→ **Problem description**: Counting only lines below that contain the string "target", give the total as a single number.

------ Data extracts

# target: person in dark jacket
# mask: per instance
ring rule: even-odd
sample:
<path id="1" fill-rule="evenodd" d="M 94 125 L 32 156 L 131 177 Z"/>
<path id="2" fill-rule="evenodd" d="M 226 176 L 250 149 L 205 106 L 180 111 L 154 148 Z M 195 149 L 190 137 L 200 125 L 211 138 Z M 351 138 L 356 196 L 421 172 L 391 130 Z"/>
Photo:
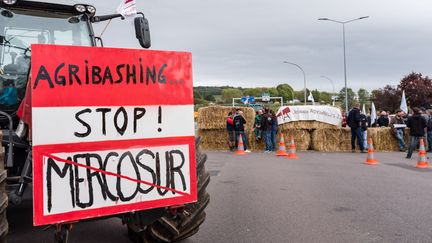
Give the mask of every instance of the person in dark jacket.
<path id="1" fill-rule="evenodd" d="M 377 124 L 379 127 L 388 127 L 390 121 L 389 118 L 387 116 L 387 112 L 383 111 L 381 112 L 380 117 L 377 120 Z"/>
<path id="2" fill-rule="evenodd" d="M 366 153 L 360 128 L 360 119 L 360 104 L 356 104 L 354 108 L 350 110 L 347 117 L 347 125 L 351 128 L 351 149 L 353 153 L 355 153 L 356 138 L 360 146 L 360 151 Z"/>
<path id="3" fill-rule="evenodd" d="M 276 144 L 277 144 L 277 133 L 278 133 L 278 122 L 276 114 L 273 110 L 270 110 L 270 115 L 272 119 L 272 131 L 271 131 L 271 142 L 272 142 L 272 149 L 273 151 L 276 151 Z"/>
<path id="4" fill-rule="evenodd" d="M 360 113 L 360 129 L 361 135 L 363 138 L 363 148 L 367 148 L 367 129 L 368 129 L 368 120 L 366 114 Z"/>
<path id="5" fill-rule="evenodd" d="M 244 125 L 246 124 L 246 119 L 243 117 L 243 111 L 237 110 L 237 115 L 234 116 L 234 129 L 236 133 L 236 147 L 238 148 L 238 141 L 240 140 L 240 135 L 242 136 L 243 146 L 245 152 L 249 153 L 249 142 L 247 140 L 247 136 L 244 130 Z"/>
<path id="6" fill-rule="evenodd" d="M 425 135 L 427 127 L 426 118 L 421 113 L 419 108 L 414 108 L 414 115 L 408 118 L 407 127 L 410 128 L 409 147 L 406 158 L 411 159 L 413 151 L 417 148 L 419 141 Z"/>
<path id="7" fill-rule="evenodd" d="M 264 153 L 271 153 L 273 151 L 271 134 L 272 134 L 273 120 L 269 110 L 264 109 L 264 114 L 261 116 L 261 129 L 264 137 L 265 151 Z"/>

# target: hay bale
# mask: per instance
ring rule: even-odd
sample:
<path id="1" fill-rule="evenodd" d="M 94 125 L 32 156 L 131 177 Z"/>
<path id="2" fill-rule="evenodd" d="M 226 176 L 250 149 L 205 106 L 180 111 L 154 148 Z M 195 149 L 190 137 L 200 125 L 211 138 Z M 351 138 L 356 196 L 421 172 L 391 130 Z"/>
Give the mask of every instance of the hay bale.
<path id="1" fill-rule="evenodd" d="M 243 110 L 246 120 L 246 130 L 253 127 L 255 111 L 250 107 L 227 107 L 227 106 L 209 106 L 198 109 L 198 128 L 199 129 L 225 129 L 226 117 L 228 113 L 236 108 Z"/>
<path id="2" fill-rule="evenodd" d="M 316 129 L 311 132 L 311 149 L 321 152 L 341 150 L 341 129 Z"/>
<path id="3" fill-rule="evenodd" d="M 311 135 L 308 130 L 291 129 L 282 130 L 281 132 L 284 134 L 287 148 L 289 148 L 291 136 L 294 137 L 297 150 L 306 151 L 311 148 Z"/>
<path id="4" fill-rule="evenodd" d="M 201 137 L 201 148 L 207 151 L 228 151 L 228 132 L 226 129 L 199 129 L 198 136 Z M 263 142 L 256 143 L 255 135 L 246 132 L 249 149 L 263 150 Z"/>
<path id="5" fill-rule="evenodd" d="M 351 151 L 351 129 L 342 127 L 339 136 L 339 151 Z"/>
<path id="6" fill-rule="evenodd" d="M 405 136 L 407 145 L 409 136 Z M 391 133 L 390 127 L 371 127 L 368 128 L 368 139 L 372 138 L 374 148 L 377 151 L 398 151 L 399 145 L 396 137 Z"/>
<path id="7" fill-rule="evenodd" d="M 288 130 L 288 129 L 336 129 L 339 128 L 338 126 L 334 126 L 331 124 L 319 122 L 319 121 L 294 121 L 294 122 L 287 122 L 279 126 L 282 130 Z"/>
<path id="8" fill-rule="evenodd" d="M 228 151 L 228 132 L 226 129 L 198 130 L 201 137 L 201 148 L 211 151 Z"/>

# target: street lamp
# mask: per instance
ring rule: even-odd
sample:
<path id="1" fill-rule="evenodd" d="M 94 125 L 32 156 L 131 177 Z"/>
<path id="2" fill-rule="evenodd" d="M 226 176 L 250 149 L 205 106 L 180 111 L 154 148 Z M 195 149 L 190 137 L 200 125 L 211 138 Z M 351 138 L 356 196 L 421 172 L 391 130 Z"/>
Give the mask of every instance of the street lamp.
<path id="1" fill-rule="evenodd" d="M 333 80 L 331 80 L 329 77 L 326 77 L 326 76 L 324 76 L 324 75 L 321 75 L 321 78 L 325 78 L 325 79 L 327 79 L 328 81 L 330 81 L 330 83 L 331 83 L 331 85 L 332 85 L 332 87 L 333 87 L 332 103 L 333 103 L 333 106 L 335 106 L 335 101 L 334 101 L 334 99 L 333 99 L 333 96 L 334 96 L 334 94 L 335 94 L 335 86 L 334 86 Z"/>
<path id="2" fill-rule="evenodd" d="M 305 105 L 306 105 L 306 102 L 307 102 L 306 74 L 305 74 L 305 72 L 303 71 L 303 68 L 300 67 L 298 64 L 295 64 L 295 63 L 293 63 L 293 62 L 287 62 L 287 61 L 284 61 L 283 63 L 294 65 L 294 66 L 298 67 L 298 68 L 302 71 L 302 73 L 303 73 L 303 80 L 304 80 L 304 103 L 305 103 Z M 294 100 L 294 97 L 293 97 L 293 100 Z"/>
<path id="3" fill-rule="evenodd" d="M 360 17 L 360 18 L 356 18 L 356 19 L 352 19 L 352 20 L 348 20 L 348 21 L 337 21 L 337 20 L 333 20 L 333 19 L 329 19 L 329 18 L 319 18 L 318 20 L 326 20 L 326 21 L 331 21 L 331 22 L 335 22 L 338 24 L 342 25 L 342 35 L 343 35 L 343 55 L 344 55 L 344 77 L 345 77 L 345 112 L 348 112 L 348 88 L 347 88 L 347 73 L 346 73 L 346 53 L 345 53 L 345 24 L 357 21 L 357 20 L 361 20 L 361 19 L 366 19 L 369 18 L 369 16 L 364 16 L 364 17 Z"/>

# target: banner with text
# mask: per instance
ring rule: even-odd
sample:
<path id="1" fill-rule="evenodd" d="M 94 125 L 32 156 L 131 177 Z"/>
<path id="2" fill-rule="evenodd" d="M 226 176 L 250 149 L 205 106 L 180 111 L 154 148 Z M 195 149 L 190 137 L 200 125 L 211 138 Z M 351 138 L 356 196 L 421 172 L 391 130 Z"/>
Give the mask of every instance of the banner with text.
<path id="1" fill-rule="evenodd" d="M 340 126 L 342 121 L 340 109 L 332 106 L 282 106 L 276 116 L 279 125 L 293 121 L 319 121 Z"/>
<path id="2" fill-rule="evenodd" d="M 197 200 L 190 53 L 32 45 L 31 65 L 34 225 Z"/>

------------

→ **Reply**: 4